→ Instructions to follow: The answer is to contain only the line containing "Target: rocky riverbed" and the lines after it through the last one, each reproduced exactly as it appears below.

(Data excerpts Opens)

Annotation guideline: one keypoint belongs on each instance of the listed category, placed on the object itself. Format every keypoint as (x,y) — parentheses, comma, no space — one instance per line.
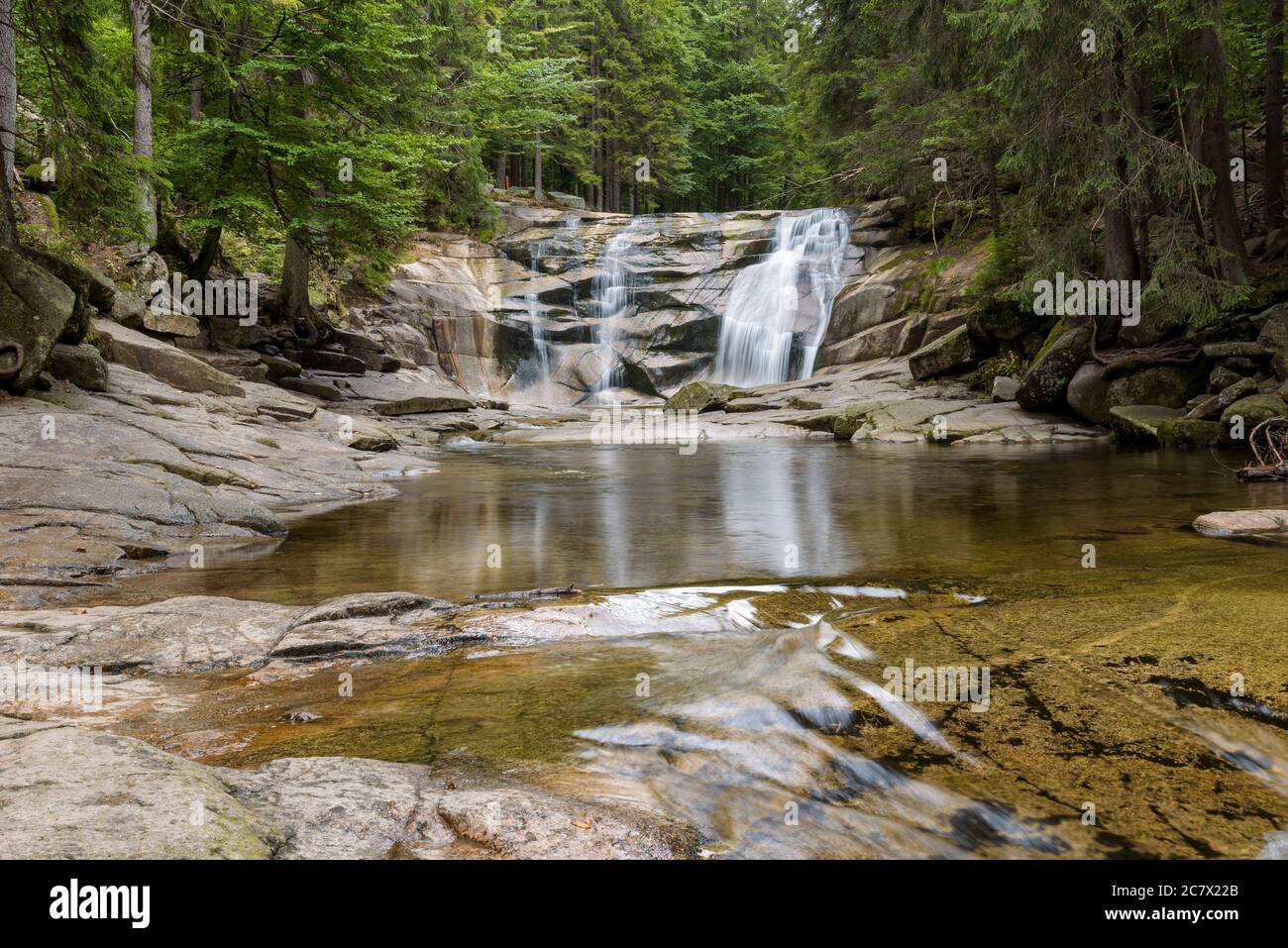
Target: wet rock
(73,793)
(281,368)
(327,361)
(381,363)
(1140,423)
(1047,378)
(184,634)
(35,308)
(80,365)
(885,339)
(1244,351)
(1274,339)
(702,395)
(1253,410)
(567,200)
(163,324)
(1005,388)
(352,342)
(128,309)
(373,442)
(945,353)
(1167,385)
(162,361)
(1243,366)
(424,404)
(1223,377)
(1089,393)
(308,385)
(1192,433)
(1243,523)
(344,807)
(1214,406)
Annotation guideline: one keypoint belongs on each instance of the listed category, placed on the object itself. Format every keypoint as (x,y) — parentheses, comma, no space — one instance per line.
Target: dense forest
(1113,137)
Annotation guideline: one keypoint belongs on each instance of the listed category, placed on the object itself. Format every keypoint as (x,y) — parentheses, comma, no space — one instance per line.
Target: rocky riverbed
(154,442)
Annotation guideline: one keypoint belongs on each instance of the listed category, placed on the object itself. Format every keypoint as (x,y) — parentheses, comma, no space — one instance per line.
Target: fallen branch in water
(1129,360)
(1269,443)
(529,594)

(Data excerpts Closes)

→ Result for this task:
Target: rocky riverbed
(154,442)
Annotation guideline: one keypoint belongs on each instance of the listed category, placed on the object itself. Format every keypoint as (x,y) — parentheses, comma, no space — one instance per line.
Target: fallen branch in water
(1129,360)
(1269,443)
(529,594)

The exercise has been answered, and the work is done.